=== Data extracted from a collection ===
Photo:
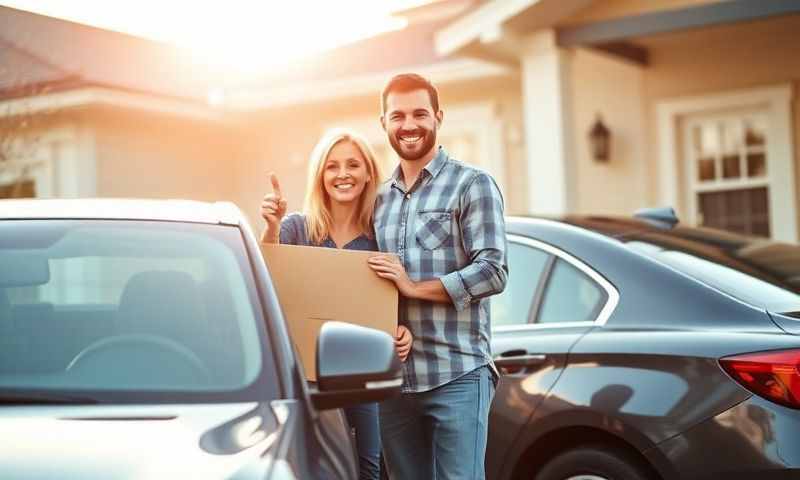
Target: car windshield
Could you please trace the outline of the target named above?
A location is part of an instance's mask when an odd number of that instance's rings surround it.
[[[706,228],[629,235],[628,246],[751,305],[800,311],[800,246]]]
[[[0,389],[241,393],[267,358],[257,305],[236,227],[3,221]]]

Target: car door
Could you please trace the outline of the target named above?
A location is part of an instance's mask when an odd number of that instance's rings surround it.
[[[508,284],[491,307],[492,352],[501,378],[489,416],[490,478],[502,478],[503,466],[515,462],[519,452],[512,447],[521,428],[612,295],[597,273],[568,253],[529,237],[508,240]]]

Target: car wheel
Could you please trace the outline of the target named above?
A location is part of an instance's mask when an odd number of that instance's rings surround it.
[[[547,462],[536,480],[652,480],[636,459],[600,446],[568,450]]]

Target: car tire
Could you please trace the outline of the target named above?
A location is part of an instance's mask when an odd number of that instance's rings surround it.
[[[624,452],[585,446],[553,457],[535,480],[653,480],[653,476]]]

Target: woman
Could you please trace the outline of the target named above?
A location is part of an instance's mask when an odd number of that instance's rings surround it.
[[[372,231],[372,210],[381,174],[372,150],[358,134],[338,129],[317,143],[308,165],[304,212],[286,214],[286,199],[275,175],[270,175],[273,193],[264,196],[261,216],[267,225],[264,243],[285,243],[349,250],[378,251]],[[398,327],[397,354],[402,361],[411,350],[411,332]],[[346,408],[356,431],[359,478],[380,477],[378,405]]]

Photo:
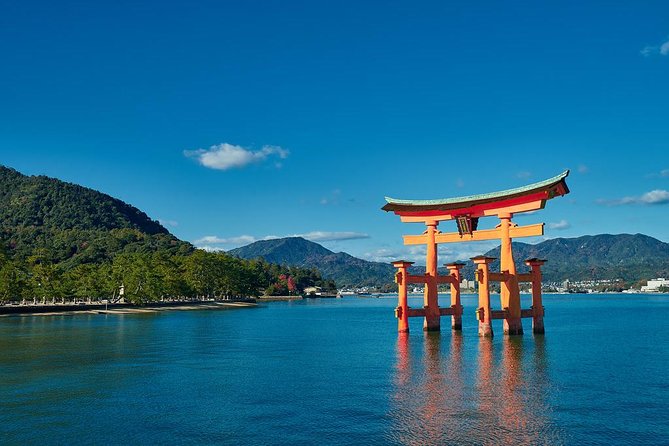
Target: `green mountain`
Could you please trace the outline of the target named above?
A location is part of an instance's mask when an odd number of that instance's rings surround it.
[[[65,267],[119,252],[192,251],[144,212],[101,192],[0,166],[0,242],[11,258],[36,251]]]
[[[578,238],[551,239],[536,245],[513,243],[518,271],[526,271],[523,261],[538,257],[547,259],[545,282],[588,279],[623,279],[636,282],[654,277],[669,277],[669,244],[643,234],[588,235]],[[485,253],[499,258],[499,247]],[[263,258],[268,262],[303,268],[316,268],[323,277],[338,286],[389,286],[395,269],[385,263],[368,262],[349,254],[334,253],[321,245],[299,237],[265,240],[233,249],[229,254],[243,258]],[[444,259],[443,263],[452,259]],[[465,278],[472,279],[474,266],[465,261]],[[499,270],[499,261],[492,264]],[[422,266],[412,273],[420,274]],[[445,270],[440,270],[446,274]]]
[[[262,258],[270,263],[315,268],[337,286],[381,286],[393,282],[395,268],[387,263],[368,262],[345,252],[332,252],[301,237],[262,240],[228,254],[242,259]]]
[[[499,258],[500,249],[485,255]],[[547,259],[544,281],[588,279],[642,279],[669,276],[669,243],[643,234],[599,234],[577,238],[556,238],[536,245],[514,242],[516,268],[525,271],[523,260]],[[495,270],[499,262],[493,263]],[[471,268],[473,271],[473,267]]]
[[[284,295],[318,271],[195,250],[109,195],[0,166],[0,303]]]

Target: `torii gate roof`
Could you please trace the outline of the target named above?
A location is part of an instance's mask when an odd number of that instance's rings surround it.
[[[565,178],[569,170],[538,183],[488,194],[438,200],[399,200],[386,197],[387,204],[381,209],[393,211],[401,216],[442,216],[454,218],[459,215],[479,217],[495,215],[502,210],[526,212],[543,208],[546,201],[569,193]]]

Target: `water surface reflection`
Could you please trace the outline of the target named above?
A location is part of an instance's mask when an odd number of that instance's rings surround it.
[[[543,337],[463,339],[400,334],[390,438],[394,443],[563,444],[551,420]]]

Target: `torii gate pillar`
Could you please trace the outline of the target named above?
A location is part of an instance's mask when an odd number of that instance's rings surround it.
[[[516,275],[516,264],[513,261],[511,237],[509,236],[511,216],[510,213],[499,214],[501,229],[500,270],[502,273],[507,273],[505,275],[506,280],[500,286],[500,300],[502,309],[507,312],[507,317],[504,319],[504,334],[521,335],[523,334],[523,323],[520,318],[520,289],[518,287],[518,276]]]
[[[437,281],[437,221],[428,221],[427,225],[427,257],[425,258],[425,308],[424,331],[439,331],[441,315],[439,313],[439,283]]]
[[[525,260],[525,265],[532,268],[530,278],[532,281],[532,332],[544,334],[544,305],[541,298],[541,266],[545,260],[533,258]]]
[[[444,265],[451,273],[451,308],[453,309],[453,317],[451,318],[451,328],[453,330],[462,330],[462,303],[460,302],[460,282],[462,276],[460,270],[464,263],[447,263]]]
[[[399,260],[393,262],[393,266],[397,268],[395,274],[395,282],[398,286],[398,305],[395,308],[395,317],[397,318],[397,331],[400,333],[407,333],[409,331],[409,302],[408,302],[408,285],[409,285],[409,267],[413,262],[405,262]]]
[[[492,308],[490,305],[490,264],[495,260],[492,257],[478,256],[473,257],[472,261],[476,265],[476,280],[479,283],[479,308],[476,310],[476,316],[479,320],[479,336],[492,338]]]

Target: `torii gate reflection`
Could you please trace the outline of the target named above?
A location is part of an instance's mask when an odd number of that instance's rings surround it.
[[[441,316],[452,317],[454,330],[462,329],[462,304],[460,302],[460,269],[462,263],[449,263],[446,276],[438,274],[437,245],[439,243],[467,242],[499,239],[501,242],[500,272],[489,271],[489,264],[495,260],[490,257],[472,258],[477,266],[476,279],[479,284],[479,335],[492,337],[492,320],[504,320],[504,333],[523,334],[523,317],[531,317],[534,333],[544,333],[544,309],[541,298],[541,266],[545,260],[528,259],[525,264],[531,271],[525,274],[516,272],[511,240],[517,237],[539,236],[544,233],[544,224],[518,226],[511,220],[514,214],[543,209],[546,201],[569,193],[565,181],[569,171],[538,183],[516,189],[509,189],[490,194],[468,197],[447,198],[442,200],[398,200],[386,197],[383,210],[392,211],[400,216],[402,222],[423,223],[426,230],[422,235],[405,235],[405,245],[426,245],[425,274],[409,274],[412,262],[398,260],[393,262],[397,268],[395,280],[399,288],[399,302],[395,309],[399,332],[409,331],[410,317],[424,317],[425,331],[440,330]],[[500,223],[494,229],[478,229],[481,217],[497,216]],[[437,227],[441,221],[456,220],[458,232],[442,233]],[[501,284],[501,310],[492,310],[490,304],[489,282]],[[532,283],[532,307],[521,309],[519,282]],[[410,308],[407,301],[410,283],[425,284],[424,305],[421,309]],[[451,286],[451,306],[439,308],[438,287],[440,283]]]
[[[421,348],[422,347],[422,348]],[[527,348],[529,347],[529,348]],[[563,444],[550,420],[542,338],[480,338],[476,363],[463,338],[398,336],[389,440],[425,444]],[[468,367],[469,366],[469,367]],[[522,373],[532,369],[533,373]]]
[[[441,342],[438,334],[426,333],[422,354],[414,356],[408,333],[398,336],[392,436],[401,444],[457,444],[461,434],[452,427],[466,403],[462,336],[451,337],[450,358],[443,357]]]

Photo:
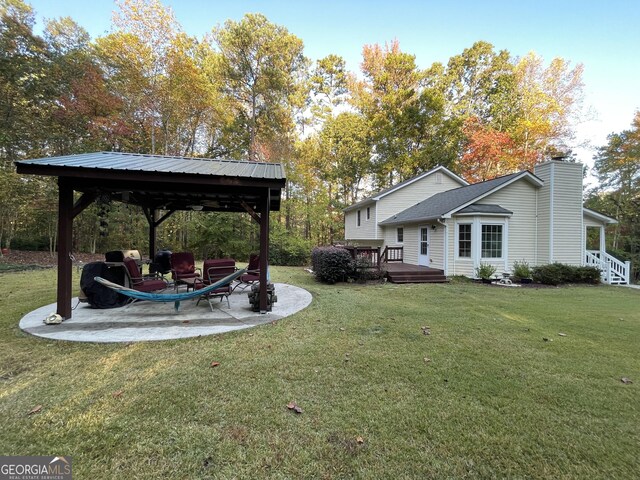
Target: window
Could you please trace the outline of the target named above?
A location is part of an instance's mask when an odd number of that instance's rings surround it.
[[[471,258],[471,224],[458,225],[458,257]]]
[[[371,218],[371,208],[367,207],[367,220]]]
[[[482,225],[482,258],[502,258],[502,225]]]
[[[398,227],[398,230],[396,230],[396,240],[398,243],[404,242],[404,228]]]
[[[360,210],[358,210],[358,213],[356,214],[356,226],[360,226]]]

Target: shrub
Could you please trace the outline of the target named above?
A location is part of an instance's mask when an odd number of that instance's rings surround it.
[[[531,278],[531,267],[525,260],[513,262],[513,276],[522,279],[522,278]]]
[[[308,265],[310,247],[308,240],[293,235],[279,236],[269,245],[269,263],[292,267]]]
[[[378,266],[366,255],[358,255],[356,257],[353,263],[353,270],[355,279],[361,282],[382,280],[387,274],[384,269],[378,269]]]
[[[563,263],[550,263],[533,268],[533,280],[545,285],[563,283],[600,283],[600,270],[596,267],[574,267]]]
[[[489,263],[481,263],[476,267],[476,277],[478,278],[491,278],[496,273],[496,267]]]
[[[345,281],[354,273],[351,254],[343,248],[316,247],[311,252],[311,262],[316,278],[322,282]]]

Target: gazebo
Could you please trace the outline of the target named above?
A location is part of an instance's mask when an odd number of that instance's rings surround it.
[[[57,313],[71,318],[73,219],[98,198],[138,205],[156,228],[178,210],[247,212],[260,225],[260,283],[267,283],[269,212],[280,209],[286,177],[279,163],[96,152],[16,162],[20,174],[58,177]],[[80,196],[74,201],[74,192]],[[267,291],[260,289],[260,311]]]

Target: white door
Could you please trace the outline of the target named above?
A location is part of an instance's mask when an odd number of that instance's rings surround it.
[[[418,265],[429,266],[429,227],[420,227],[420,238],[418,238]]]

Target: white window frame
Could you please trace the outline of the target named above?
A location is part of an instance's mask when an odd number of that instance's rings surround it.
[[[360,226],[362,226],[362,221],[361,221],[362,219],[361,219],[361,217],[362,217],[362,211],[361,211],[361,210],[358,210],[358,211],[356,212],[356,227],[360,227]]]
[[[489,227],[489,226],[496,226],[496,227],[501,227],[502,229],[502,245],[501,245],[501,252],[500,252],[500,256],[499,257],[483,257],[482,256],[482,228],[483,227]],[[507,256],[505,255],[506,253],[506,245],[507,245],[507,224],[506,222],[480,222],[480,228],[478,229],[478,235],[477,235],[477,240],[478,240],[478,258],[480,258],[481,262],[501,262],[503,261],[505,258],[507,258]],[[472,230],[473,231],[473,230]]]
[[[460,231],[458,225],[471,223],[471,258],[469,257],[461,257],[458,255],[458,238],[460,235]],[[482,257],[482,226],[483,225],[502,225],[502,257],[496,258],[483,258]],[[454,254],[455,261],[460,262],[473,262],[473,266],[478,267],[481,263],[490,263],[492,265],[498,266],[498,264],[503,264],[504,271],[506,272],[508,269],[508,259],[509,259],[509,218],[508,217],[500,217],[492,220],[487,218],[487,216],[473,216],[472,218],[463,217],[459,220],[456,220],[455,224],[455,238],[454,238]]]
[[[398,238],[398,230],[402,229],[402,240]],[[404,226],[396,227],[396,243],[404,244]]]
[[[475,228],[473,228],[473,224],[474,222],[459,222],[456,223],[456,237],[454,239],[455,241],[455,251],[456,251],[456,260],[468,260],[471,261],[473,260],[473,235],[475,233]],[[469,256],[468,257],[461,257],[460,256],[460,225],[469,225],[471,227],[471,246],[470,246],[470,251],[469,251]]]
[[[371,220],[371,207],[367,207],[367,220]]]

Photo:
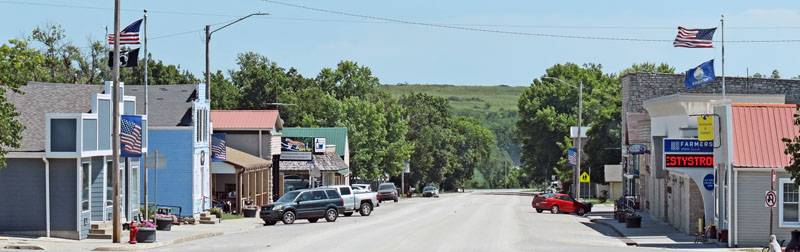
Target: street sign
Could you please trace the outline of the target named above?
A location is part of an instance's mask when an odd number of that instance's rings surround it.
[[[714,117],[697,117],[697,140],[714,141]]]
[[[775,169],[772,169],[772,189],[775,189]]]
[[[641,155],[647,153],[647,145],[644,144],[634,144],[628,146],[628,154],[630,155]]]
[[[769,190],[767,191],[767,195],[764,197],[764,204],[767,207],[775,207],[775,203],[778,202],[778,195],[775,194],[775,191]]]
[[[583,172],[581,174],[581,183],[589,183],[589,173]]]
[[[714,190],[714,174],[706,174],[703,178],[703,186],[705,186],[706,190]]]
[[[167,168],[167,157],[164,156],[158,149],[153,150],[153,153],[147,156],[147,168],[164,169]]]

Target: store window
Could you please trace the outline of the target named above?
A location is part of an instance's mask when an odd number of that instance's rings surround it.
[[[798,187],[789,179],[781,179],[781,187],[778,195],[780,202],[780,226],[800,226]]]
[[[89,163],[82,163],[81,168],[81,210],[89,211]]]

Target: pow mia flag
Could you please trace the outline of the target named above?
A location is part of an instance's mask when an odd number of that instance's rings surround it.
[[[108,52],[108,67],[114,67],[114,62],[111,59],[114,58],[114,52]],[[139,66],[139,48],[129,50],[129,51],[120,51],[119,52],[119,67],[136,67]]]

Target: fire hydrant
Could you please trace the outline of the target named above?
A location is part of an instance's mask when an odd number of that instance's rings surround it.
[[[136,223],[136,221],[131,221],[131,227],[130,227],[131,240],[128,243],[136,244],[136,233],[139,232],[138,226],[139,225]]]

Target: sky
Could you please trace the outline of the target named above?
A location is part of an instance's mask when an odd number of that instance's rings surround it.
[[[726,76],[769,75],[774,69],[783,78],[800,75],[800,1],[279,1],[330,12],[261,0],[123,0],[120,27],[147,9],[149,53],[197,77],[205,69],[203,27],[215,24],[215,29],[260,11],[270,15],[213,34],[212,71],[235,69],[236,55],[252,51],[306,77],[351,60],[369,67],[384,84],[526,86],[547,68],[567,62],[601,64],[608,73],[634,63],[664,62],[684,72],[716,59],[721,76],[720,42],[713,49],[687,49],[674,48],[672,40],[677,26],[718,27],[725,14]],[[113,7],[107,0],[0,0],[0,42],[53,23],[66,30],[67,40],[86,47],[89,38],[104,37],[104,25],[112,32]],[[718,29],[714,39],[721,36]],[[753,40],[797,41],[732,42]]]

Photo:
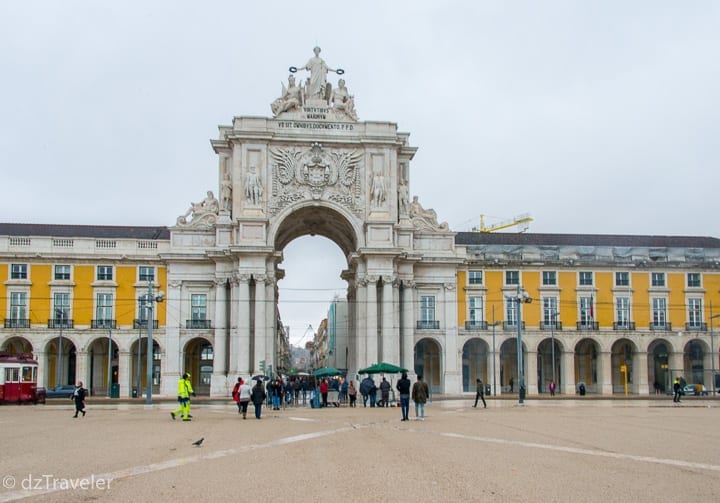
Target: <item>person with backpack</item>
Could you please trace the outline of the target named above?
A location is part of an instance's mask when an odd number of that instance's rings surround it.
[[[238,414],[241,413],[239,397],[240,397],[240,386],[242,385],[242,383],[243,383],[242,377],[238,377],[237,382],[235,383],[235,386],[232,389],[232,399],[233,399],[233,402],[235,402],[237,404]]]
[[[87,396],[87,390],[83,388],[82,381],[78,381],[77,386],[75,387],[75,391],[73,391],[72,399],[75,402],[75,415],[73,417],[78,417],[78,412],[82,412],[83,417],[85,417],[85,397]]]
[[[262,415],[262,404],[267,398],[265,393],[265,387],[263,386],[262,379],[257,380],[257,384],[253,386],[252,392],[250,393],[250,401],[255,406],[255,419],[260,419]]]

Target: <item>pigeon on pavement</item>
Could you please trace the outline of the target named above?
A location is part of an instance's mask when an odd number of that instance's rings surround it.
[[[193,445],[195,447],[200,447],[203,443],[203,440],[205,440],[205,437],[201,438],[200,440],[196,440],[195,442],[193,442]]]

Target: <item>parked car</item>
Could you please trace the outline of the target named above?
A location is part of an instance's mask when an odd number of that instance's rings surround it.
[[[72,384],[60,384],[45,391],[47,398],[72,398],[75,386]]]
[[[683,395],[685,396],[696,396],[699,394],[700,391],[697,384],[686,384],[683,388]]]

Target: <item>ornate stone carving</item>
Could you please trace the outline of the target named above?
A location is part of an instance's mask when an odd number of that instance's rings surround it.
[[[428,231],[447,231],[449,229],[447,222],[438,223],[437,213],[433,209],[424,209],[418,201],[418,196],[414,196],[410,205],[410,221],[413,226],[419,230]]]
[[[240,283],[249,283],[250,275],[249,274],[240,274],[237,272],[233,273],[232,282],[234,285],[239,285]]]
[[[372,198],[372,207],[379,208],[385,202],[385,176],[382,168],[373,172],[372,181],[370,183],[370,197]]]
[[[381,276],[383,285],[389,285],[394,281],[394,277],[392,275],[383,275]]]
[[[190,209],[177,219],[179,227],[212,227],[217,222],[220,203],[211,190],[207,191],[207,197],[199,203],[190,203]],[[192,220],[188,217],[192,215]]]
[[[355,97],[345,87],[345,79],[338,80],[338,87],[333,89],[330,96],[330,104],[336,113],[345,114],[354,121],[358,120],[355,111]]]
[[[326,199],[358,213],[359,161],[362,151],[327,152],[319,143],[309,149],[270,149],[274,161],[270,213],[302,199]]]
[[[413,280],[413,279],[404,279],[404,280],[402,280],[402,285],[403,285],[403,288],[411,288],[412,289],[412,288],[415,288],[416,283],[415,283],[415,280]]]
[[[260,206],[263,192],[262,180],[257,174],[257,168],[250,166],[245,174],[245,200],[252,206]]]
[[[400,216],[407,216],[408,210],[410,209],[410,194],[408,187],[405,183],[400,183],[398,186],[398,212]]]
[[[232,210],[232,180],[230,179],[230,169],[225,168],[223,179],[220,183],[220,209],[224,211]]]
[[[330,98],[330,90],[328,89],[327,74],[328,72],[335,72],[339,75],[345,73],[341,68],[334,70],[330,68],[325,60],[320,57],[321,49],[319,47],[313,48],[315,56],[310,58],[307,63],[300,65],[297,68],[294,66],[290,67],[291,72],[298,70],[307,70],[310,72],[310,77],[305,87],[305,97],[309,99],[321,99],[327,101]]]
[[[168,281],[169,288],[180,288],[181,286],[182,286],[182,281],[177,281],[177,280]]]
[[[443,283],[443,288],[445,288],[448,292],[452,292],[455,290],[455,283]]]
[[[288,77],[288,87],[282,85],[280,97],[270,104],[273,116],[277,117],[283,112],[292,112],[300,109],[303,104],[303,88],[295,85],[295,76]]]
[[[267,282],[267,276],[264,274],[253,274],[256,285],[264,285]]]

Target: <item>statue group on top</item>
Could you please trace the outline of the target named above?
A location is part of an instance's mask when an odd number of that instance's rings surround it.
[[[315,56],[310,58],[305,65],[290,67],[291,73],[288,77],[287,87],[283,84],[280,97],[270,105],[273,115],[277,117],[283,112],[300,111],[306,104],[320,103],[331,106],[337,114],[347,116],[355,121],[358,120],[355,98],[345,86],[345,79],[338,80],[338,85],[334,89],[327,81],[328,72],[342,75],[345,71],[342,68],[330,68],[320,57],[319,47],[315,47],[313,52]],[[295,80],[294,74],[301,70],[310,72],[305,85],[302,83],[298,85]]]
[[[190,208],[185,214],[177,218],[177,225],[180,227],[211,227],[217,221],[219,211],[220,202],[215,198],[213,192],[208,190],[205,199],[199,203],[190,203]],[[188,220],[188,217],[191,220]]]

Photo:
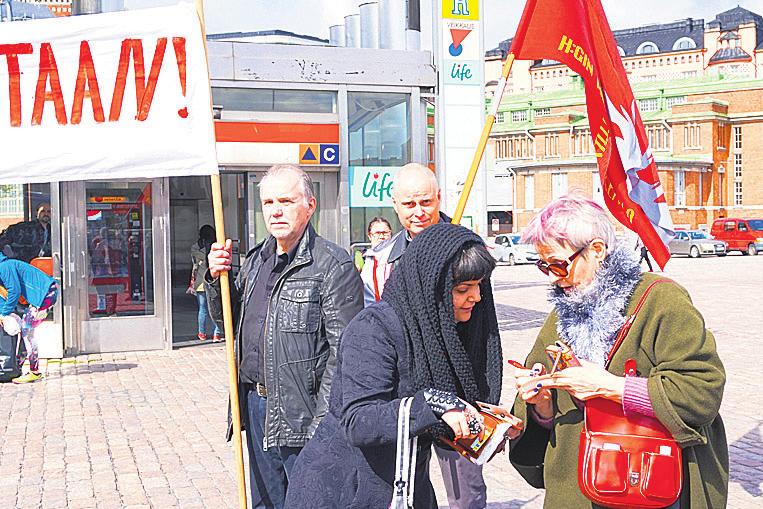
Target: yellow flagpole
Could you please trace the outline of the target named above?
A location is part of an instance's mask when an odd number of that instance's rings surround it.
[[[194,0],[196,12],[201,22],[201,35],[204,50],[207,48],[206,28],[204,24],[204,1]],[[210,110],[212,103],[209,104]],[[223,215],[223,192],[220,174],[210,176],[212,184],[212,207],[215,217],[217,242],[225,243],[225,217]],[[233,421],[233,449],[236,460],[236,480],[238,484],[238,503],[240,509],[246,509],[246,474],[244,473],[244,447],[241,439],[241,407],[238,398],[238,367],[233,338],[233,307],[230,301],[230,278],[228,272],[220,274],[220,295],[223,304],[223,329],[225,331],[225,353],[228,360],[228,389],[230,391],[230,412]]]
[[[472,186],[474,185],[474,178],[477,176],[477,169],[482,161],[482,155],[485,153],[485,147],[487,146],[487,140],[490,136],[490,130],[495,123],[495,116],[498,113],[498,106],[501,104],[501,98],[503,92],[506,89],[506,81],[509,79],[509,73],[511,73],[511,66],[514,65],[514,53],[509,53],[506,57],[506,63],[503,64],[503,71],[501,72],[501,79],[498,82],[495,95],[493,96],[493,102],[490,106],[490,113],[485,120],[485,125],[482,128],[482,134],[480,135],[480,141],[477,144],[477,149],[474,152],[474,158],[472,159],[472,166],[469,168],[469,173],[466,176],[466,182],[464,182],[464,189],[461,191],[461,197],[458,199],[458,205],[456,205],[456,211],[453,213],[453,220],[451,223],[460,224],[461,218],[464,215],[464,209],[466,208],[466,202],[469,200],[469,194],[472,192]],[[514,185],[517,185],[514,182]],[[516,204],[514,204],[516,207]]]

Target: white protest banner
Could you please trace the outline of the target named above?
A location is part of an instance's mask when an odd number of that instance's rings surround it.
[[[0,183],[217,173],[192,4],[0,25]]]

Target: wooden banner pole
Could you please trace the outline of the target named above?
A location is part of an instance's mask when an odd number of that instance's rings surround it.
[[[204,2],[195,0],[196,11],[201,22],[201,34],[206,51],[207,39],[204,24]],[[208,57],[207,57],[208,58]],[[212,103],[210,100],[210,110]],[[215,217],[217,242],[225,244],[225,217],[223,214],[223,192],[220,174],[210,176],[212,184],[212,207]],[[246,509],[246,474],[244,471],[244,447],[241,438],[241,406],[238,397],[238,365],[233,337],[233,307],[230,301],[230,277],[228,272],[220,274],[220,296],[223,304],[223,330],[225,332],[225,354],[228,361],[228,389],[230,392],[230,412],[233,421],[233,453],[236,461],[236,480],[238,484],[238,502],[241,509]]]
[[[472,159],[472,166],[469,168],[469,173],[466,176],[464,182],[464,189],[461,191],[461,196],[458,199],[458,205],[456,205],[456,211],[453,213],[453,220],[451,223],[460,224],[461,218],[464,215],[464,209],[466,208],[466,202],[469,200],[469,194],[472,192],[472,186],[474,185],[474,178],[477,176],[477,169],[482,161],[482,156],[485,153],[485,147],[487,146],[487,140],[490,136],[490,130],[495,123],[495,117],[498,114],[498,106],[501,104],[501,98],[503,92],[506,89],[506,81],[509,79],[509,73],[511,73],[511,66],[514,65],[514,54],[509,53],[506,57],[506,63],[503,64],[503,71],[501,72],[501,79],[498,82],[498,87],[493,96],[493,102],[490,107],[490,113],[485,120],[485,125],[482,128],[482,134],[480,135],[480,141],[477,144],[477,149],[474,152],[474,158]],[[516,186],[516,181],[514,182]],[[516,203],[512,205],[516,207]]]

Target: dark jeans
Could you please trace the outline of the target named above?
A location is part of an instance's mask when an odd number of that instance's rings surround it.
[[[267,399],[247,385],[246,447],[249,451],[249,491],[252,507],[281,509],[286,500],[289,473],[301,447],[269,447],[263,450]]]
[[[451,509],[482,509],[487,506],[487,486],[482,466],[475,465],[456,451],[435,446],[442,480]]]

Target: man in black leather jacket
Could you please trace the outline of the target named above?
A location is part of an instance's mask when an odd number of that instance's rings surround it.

=== Goal of the exercise ===
Every line in the records above that contains the word "torii" is to be copied out.

=== Answer below ===
Target: `torii gate roof`
Target: `torii gate pillar`
Target: `torii gate reflection`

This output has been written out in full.